Job:
Answer the following questions using the interview about the novel FROM A DISTANCE below.
1. On what date was the interview posted?
2. Which other books by Larry Baker does the introduction name?
3. In which city did Bobby and Ellie meet as children?

Monday, September 25, 2017

Insane obsession? You know I am so THERE. Larry Baker talks about his latest novel, FROM A DISTANCE, writing from the point of view of a dead woman, and so much more







I can't remember where or when I started to know Larry Baker, only that I'm glad that I do. Maybe we grew up together in an alternative reality, because it really feels that way. And I'm thrilled to host him here for his gripping new novel FROM A DISTANCE.  Larry's the author of The Education of Nancy Adams, Love and Other Delusions, A Good Man and Athens, America.

I'm so jazzed you are here!  Thank you, Larry!


Q:  What’s FROM A DISTANCE about?
A:   Love, Sex, and Death? The usual trifecta of life. Not just love, but insane obsession. Not just sex, but illicit and sometimes violent sex. Not just death, but the voice of a dead woman. Alternating chapters tell the story of a 30-year affair between a man and woman who met as children in Charleston. From different social classes. Bobby was a pampered only child. Ellie was a sexually abused step-daughter. She lies to him, but he finds out about her brutal home life, and he tries to rescue her, only to be left beaten and physically scarred for life. His father has her institutionalized, and Bobby flees to New York City. But they never stop loving each other. She remains his secret, even though she comes to live with him in the mythic Windsor Building in NYC. It is left to Bobby’s assistant editor Sally to uncover the truth as she reads the thousands of journal and diary pages that Ellie has written over her life. At the end, it is also left to Sally to literally write the final chapter of Bobby and Ellie’s story. 
Q:  What compelled you to write FROM A DISTANCE?

Items:
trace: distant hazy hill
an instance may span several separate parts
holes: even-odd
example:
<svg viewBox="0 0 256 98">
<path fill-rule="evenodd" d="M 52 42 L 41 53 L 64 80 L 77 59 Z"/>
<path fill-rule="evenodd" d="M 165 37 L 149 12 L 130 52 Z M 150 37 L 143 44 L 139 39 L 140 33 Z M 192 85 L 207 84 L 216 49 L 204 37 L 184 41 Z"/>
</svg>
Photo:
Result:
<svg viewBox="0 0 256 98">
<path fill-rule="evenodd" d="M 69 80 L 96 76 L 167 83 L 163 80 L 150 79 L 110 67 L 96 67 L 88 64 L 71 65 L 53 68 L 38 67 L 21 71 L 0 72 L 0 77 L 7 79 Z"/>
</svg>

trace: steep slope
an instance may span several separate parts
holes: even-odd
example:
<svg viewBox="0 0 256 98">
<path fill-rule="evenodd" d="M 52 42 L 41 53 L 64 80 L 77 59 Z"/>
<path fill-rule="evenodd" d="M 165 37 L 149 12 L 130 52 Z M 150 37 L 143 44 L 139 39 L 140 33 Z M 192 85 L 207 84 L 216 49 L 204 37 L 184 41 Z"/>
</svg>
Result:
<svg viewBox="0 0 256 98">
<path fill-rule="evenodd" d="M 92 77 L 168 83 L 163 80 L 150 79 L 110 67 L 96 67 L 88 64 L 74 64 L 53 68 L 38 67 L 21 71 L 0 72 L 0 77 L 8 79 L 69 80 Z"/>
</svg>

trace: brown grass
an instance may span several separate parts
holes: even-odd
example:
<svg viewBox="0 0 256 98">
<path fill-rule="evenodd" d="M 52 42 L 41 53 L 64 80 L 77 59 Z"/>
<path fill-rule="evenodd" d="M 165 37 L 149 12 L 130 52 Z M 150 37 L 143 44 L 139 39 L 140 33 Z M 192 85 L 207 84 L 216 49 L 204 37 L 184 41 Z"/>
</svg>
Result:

Worked answer:
1. Monday, September 25, 2017.
2. The Education of Nancy Adams, Love and Other Delusions, A Good Man, and Athens, America.
3. Charleston.